### [EXERCISE OBJECTIVE]
Set out the records as a Markdown table with the columns Row and Line, numbering each non-blank line and leaving blank lines out. Begin at the first line of the records and stop after the line that contains "<point>176,194</point>".

::: EXERCISE INPUTS :::

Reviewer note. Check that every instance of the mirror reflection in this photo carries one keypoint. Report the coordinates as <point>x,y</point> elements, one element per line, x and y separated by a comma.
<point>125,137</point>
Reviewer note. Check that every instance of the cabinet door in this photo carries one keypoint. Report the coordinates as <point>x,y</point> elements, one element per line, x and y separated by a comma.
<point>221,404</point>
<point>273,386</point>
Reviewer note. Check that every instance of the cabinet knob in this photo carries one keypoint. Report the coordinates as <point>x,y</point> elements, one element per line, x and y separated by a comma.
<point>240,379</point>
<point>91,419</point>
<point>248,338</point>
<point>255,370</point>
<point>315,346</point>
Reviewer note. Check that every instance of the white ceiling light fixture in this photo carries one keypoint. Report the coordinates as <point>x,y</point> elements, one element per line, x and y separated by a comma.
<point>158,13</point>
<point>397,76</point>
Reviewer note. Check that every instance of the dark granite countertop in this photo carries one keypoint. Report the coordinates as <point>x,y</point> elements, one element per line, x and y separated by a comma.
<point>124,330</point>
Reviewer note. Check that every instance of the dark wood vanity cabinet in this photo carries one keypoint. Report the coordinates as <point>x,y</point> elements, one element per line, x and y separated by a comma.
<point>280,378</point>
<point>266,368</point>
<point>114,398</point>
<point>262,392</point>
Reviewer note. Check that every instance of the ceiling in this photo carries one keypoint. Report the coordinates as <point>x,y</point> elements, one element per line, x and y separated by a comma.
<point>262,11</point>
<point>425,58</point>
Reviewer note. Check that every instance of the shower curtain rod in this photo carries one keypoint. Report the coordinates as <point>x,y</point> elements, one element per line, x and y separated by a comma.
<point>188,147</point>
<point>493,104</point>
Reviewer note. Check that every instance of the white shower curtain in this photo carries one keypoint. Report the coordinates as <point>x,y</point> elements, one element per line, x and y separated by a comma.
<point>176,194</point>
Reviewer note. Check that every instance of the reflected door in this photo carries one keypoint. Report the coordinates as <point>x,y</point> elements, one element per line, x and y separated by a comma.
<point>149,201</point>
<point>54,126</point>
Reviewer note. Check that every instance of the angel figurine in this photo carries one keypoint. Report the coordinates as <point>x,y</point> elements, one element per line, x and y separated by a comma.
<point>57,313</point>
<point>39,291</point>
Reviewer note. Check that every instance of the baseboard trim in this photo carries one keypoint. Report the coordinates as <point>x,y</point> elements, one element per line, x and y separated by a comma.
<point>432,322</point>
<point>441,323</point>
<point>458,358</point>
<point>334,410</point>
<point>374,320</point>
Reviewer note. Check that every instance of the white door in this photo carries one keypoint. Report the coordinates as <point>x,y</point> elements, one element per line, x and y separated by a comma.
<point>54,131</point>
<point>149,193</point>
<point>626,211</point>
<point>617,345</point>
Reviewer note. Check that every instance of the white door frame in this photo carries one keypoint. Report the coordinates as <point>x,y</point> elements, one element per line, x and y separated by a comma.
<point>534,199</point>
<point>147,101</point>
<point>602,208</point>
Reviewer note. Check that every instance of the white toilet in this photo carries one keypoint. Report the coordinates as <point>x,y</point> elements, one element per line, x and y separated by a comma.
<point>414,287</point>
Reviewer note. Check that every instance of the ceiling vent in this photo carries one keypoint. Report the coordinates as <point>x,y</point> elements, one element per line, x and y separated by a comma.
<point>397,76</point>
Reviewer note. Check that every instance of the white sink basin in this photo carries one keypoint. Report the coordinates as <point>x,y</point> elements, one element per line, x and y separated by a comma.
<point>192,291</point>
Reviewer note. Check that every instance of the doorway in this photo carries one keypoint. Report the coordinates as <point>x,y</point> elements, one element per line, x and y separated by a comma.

:::

### [SOLUTION]
| Row | Line |
|---|---|
| 1 | Reviewer note. Check that every instance of the mirror reflection in this photo carries one keypoint. Report the coordinates as <point>x,y</point> elements, one element per line, x and y separated by a comma. |
| 2 | <point>125,137</point> |
| 3 | Reviewer note. Check that every instance of the cabinet door in this photo carries one keypoint. Report the coordinates as <point>x,y</point> elements, one element per line, x and y separated by a comma. |
| 4 | <point>221,404</point> |
| 5 | <point>273,386</point> |
| 6 | Reviewer note. Check that every instance of the cabinet knob in this photo carries one keypoint. Report the coordinates as <point>x,y</point> elements, one element per line, x and y separated by a comma. |
| 7 | <point>240,379</point> |
| 8 | <point>91,419</point> |
| 9 | <point>248,338</point> |
| 10 | <point>255,370</point> |
| 11 | <point>315,346</point> |
| 12 | Reviewer note. Check that every instance of the white ceiling light fixture in this photo carries one keypoint. Report the coordinates as <point>x,y</point> elements, one element per line, x and y separated by a comma. |
| 13 | <point>158,13</point> |
| 14 | <point>397,76</point> |
| 15 | Reviewer note. Check that every instance of the dark granite countertop in this photo carries one keypoint. Report the coordinates as <point>x,y</point> elements, one element per line, x and y separated by a comma. |
| 16 | <point>124,330</point> |
| 17 | Reviewer note. Check that every instance of the dark wood vanity cabinet in this photo carries one keypoint. Report the coordinates as <point>x,y</point> elements, one element per line, x and y separated by a comma. |
| 18 | <point>280,378</point> |
| 19 | <point>266,368</point> |
| 20 | <point>114,398</point> |
| 21 | <point>262,392</point> |
| 22 | Reviewer note. Check that every instance of the ceiling in this photo carries one keypoint. Report the coordinates as <point>x,y</point> elements, one element per line, x and y separated by a comma. |
| 23 | <point>262,11</point> |
| 24 | <point>425,58</point> |
| 25 | Reviewer note. Check that every instance of the shower curtain rod in this photo carries one keypoint. Report the coordinates as <point>x,y</point> elements, one element per line, x and y separated by a comma. |
| 26 | <point>188,147</point> |
| 27 | <point>493,104</point> |
| 28 | Reviewer note. Check that every instance of the white shower curtain in this photo carries one keypoint. Report the coordinates as <point>x,y</point> elements, one element per line, x and y separated by a comma. |
| 29 | <point>176,194</point> |